> _Set task_:
Please print every record below exactly as it appears.

* * *

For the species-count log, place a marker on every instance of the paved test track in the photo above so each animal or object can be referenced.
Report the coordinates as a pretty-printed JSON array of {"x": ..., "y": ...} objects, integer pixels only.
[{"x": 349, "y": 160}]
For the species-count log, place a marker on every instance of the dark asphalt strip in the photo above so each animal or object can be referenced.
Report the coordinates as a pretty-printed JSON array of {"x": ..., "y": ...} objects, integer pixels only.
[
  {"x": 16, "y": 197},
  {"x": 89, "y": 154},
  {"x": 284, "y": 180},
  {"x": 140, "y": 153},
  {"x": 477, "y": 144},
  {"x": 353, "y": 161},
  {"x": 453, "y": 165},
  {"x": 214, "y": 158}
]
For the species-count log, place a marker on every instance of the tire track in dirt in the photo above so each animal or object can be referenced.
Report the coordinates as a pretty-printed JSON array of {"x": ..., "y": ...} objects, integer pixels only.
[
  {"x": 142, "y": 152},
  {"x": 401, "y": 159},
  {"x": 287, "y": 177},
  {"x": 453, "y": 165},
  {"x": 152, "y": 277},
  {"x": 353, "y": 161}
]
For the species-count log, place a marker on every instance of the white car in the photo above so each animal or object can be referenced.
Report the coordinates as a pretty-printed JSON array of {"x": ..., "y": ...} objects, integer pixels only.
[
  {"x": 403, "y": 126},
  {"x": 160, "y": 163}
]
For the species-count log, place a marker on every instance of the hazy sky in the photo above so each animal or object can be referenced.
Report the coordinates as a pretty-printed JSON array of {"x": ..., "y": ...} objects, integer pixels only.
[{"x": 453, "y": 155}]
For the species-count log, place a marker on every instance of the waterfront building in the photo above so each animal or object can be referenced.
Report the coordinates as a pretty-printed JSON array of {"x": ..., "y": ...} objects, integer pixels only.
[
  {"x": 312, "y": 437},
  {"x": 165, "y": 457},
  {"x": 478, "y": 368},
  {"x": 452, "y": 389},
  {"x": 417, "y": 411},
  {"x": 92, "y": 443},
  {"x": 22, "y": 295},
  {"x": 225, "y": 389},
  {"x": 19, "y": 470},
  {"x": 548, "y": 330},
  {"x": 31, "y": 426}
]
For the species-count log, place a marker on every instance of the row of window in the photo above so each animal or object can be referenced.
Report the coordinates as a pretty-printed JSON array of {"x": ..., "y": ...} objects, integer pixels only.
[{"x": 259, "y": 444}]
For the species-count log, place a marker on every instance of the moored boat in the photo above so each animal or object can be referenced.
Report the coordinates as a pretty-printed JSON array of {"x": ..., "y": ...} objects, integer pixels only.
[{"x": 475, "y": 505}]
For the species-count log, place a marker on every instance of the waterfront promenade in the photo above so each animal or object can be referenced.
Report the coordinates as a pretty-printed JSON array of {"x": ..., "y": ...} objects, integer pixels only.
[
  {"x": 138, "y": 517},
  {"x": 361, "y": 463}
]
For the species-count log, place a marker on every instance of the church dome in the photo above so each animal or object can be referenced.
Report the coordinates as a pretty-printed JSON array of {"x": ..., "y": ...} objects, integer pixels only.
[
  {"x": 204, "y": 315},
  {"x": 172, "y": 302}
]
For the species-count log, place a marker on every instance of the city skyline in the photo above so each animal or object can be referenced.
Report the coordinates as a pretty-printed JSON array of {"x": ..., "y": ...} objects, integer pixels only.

* * *

> _Exercise answer_:
For the species-count log, place a marker on every instance of the paved test track in the photo above so each animal or object can be referenced.
Report the coordinates as a pretty-printed JSON array of {"x": ..., "y": ...} objects, integer pixels only.
[{"x": 349, "y": 160}]
For the species-count log, place a marker on every instance of the dark asphalt strip in the photo above so each animal or object can be referenced.
Report the coordinates as a pretty-printed JSON array of {"x": ..., "y": ...} objects, integer pixels only.
[
  {"x": 16, "y": 197},
  {"x": 89, "y": 154},
  {"x": 284, "y": 180},
  {"x": 140, "y": 153},
  {"x": 477, "y": 144},
  {"x": 353, "y": 161},
  {"x": 453, "y": 165},
  {"x": 214, "y": 158}
]
For the species-count log, place a marker on every instance of the tire track in dirt in the photo above so each animal or object can be referenced.
Report the coordinates as a pretty-printed JSON array of {"x": ..., "y": ...} objects, integer pixels only.
[
  {"x": 142, "y": 152},
  {"x": 401, "y": 159},
  {"x": 287, "y": 177},
  {"x": 453, "y": 165},
  {"x": 152, "y": 277},
  {"x": 353, "y": 161}
]
For the species-count log, place a marker on every instance of the white car in the photo above so each animal or object can be referenced.
Report the coordinates as a pretty-printed JSON array of {"x": ..., "y": ...} objects, integer pixels only.
[
  {"x": 403, "y": 126},
  {"x": 160, "y": 163}
]
For the species-count log, place a marker on every instance of the hazy sky in the photo above so each animal or object can be referenced.
Report the coordinates as a pretty-printed JSON array of {"x": ..., "y": ...} objects, integer pixels only.
[{"x": 453, "y": 155}]
For the species-count log, place a marker on every instance of the waterfront building in the photo above so each animal or object can be referenced.
Report the coordinates as a pretty-printed JSON array of {"x": ..., "y": ...} objects, integer pixels only.
[
  {"x": 312, "y": 437},
  {"x": 165, "y": 457},
  {"x": 478, "y": 368},
  {"x": 452, "y": 389},
  {"x": 417, "y": 411},
  {"x": 92, "y": 443},
  {"x": 22, "y": 295},
  {"x": 225, "y": 389},
  {"x": 19, "y": 470},
  {"x": 548, "y": 330},
  {"x": 31, "y": 426}
]
For the species-count log, place a marker on every instance of the row of window in the photo above so each animal or object can be referenced.
Report the coordinates as a pretty-printed JSON array of {"x": ..., "y": ...} objects, integer pixels only.
[{"x": 259, "y": 444}]
For the species-count log, place a marker on every instance of the moored boat in the photo above so each animal or object can be referenced.
Report the coordinates as a pretty-printed JSON array of {"x": ..., "y": ...} objects, integer pixels only.
[{"x": 475, "y": 505}]
For the species-count log, place a marker on every instance of the waterfront promenade in the photo above so each animal or object can be referenced.
Report the coordinates as a pretty-printed JSON array of {"x": ..., "y": ...} objects, integer pixels only.
[
  {"x": 138, "y": 517},
  {"x": 361, "y": 463}
]
For the species-count log, place a marker on every instance of the church dome in the photo above so each animal or object can be referenced.
Report the coordinates as a pretty-printed JSON array of {"x": ..., "y": ...} objects, integer pixels only.
[
  {"x": 204, "y": 315},
  {"x": 172, "y": 302}
]
For the species-count log, place a marker on every instance of the city skyline in the photo above so each animal or object can be referenced.
Report the coordinates as a pretty-printed JSON array of {"x": ..., "y": ...} objects, integer pixels only.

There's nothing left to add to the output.